**Collected data**
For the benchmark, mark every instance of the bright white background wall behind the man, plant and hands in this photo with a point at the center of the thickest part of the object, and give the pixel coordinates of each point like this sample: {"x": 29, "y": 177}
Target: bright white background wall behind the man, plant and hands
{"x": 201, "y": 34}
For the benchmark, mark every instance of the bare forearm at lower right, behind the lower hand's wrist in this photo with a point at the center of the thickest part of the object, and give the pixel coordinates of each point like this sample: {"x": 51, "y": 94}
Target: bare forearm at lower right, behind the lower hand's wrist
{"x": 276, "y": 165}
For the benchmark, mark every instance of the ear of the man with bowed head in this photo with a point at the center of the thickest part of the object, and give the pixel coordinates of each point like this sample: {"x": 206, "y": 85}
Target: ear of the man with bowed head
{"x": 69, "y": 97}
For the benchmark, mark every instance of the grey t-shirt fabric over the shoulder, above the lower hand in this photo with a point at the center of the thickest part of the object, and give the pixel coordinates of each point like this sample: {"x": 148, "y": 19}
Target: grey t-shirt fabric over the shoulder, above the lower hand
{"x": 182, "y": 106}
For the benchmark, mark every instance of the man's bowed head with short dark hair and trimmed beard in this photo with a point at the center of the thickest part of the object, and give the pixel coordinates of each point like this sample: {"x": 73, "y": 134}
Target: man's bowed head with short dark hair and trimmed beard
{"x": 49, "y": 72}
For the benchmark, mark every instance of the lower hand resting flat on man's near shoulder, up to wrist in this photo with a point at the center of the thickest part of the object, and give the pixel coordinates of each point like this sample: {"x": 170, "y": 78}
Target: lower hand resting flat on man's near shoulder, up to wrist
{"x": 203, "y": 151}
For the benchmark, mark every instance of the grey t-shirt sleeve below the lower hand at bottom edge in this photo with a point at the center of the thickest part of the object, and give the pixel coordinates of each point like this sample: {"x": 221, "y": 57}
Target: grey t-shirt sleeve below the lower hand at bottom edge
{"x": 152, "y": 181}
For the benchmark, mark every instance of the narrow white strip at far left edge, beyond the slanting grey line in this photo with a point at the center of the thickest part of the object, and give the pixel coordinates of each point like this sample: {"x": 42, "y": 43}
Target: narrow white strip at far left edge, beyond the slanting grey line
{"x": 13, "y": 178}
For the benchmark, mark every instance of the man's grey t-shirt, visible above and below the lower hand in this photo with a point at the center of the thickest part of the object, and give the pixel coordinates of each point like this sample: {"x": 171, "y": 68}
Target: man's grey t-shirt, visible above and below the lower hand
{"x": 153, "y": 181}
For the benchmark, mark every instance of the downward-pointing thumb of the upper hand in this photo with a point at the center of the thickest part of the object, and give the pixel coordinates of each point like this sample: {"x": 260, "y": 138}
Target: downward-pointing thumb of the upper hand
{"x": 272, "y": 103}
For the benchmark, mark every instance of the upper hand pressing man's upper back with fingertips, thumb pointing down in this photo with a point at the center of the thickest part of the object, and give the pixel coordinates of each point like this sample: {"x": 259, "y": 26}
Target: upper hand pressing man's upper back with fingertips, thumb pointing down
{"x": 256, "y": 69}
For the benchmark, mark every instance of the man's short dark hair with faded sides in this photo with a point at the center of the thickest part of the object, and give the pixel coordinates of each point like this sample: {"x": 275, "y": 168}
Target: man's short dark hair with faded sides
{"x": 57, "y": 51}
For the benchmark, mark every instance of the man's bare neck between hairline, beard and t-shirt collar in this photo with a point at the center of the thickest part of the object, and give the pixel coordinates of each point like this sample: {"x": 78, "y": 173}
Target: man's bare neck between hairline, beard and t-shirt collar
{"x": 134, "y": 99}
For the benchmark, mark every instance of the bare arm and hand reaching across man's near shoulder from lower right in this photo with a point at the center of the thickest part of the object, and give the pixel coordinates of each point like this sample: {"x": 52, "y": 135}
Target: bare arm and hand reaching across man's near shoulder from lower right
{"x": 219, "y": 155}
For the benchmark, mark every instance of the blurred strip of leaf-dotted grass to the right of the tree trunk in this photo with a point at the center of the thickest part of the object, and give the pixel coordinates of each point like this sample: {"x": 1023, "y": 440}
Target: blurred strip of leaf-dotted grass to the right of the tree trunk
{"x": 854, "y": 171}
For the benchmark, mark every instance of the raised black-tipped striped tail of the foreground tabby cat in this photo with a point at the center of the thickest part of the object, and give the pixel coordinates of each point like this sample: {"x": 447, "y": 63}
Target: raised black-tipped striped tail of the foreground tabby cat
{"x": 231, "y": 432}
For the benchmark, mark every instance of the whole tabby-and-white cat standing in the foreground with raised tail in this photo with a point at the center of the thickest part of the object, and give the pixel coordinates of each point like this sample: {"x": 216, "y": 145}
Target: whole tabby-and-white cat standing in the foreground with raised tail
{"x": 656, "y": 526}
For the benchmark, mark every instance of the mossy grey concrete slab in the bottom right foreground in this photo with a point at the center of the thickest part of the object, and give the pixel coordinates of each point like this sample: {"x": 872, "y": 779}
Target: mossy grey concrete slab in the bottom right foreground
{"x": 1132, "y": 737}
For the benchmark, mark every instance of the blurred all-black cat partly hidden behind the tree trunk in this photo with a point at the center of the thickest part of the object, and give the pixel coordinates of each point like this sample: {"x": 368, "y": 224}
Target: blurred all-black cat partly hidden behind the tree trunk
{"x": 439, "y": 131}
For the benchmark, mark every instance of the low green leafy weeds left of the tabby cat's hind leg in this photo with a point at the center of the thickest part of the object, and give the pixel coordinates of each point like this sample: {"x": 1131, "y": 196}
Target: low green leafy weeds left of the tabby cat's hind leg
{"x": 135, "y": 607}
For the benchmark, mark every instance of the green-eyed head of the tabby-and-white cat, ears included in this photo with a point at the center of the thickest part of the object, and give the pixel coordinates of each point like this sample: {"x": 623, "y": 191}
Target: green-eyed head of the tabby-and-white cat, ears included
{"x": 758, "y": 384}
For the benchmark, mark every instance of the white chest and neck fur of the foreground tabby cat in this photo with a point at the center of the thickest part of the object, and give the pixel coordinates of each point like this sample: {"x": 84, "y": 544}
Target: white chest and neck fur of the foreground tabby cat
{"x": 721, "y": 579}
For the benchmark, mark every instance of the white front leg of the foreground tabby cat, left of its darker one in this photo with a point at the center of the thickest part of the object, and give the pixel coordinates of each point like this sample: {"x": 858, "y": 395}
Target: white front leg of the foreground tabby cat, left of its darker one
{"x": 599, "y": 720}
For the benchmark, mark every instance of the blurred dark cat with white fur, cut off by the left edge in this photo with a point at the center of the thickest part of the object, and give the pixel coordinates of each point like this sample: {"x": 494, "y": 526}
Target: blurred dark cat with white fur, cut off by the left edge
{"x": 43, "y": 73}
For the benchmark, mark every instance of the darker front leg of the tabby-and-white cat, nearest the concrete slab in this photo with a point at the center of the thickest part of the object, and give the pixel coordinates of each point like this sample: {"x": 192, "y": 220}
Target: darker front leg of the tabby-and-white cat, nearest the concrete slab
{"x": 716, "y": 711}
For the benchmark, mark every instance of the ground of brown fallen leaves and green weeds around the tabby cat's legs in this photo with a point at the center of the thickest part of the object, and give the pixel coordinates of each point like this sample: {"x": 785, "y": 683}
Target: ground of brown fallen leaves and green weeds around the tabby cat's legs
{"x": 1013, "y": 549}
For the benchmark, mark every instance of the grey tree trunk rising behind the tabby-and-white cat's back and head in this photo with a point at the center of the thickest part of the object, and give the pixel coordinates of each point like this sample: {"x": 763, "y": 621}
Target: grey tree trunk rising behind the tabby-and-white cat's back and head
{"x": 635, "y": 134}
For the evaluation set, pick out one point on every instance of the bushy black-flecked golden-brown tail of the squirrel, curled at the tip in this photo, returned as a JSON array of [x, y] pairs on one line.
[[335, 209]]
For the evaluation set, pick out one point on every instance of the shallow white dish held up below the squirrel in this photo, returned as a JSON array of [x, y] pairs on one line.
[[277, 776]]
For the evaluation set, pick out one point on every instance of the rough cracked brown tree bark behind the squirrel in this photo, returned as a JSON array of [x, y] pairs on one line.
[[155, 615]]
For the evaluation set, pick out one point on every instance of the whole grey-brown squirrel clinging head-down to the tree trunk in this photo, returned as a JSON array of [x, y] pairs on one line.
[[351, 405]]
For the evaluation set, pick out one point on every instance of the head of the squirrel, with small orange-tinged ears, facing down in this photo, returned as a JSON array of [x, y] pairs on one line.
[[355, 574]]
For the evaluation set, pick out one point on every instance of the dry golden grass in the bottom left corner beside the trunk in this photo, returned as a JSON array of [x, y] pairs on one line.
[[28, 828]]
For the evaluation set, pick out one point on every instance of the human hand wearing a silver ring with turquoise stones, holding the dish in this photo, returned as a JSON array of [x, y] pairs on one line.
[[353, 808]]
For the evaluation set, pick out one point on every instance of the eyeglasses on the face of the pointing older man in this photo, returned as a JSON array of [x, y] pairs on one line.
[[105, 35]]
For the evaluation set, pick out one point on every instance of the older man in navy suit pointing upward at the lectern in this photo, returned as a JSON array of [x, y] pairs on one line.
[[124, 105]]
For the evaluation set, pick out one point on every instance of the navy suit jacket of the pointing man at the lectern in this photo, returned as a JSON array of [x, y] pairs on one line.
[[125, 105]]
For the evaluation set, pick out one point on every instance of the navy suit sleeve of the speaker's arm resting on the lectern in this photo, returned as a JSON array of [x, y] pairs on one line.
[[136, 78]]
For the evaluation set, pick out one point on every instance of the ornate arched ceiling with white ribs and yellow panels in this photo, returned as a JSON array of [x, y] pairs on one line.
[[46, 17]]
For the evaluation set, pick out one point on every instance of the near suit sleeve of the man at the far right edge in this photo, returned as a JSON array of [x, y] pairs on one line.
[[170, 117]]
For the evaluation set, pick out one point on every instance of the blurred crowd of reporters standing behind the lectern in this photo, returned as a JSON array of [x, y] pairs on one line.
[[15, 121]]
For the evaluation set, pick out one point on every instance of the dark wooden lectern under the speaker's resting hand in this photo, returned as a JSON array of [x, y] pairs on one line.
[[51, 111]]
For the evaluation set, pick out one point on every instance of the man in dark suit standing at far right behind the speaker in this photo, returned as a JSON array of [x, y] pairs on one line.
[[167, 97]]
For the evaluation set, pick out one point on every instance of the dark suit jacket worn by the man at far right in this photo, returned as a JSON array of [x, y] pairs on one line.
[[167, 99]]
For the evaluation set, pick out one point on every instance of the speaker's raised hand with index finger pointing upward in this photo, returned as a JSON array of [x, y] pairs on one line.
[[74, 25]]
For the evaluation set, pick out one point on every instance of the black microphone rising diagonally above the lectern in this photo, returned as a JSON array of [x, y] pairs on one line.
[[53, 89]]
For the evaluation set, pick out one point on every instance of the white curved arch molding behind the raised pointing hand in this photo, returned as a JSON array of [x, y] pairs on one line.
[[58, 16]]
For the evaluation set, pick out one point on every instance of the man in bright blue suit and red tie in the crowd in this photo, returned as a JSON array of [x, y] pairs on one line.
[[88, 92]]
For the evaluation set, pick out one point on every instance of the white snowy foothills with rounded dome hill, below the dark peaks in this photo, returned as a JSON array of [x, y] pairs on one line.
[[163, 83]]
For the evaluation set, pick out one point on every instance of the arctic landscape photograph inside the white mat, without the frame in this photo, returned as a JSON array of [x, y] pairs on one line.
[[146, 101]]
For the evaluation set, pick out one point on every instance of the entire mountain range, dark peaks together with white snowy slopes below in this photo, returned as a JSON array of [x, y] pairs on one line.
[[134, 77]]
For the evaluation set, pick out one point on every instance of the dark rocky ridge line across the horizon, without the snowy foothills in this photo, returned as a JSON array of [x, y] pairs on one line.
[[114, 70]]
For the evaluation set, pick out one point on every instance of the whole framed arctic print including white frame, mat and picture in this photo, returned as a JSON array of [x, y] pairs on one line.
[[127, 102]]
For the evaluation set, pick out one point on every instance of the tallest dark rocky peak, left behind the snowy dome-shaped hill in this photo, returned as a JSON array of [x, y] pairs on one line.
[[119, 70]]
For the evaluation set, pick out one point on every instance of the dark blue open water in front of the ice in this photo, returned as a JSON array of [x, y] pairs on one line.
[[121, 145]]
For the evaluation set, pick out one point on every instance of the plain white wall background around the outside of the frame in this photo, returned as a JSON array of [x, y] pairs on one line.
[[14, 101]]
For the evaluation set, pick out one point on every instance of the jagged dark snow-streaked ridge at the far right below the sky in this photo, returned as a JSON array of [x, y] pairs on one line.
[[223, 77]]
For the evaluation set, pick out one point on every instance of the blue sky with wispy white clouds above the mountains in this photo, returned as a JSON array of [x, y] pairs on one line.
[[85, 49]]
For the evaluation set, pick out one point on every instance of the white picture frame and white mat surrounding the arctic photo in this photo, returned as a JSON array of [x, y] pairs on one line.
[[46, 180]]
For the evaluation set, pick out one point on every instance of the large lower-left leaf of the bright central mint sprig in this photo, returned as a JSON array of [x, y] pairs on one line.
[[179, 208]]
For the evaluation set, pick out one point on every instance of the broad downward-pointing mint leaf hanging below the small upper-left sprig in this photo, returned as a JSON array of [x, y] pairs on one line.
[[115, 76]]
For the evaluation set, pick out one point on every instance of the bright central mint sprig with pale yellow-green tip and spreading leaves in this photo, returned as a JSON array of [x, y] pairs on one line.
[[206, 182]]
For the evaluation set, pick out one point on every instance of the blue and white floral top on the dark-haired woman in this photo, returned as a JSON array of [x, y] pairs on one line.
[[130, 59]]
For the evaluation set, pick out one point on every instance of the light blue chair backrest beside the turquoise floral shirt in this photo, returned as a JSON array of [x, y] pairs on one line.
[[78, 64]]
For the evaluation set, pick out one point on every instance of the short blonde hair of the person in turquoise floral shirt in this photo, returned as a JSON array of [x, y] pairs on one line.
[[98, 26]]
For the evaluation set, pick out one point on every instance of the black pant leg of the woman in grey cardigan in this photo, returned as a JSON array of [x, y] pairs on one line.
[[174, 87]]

**TASK GOAL**
Retype exactly the lines above, from the one with "Target: blurred strip" through the one with "For the benchmark, mark every instance of the whole", inclusive.

**WRITTEN ANSWER**
Target: blurred strip of leaf-dotted grass to the right of the tree trunk
{"x": 854, "y": 171}
For the benchmark, mark every instance of the raised black-tipped striped tail of the foreground tabby cat in this photo with a point at the center of the thickest part of the object, and give the pixel coordinates of each point like this sample: {"x": 447, "y": 63}
Target: raised black-tipped striped tail of the foreground tabby cat
{"x": 231, "y": 432}
For the benchmark, mark every instance of the whole tabby-and-white cat standing in the foreground with raised tail in this photo with a point at the center of the thickest part of the object, and give the pixel coordinates of each point like this sample: {"x": 216, "y": 145}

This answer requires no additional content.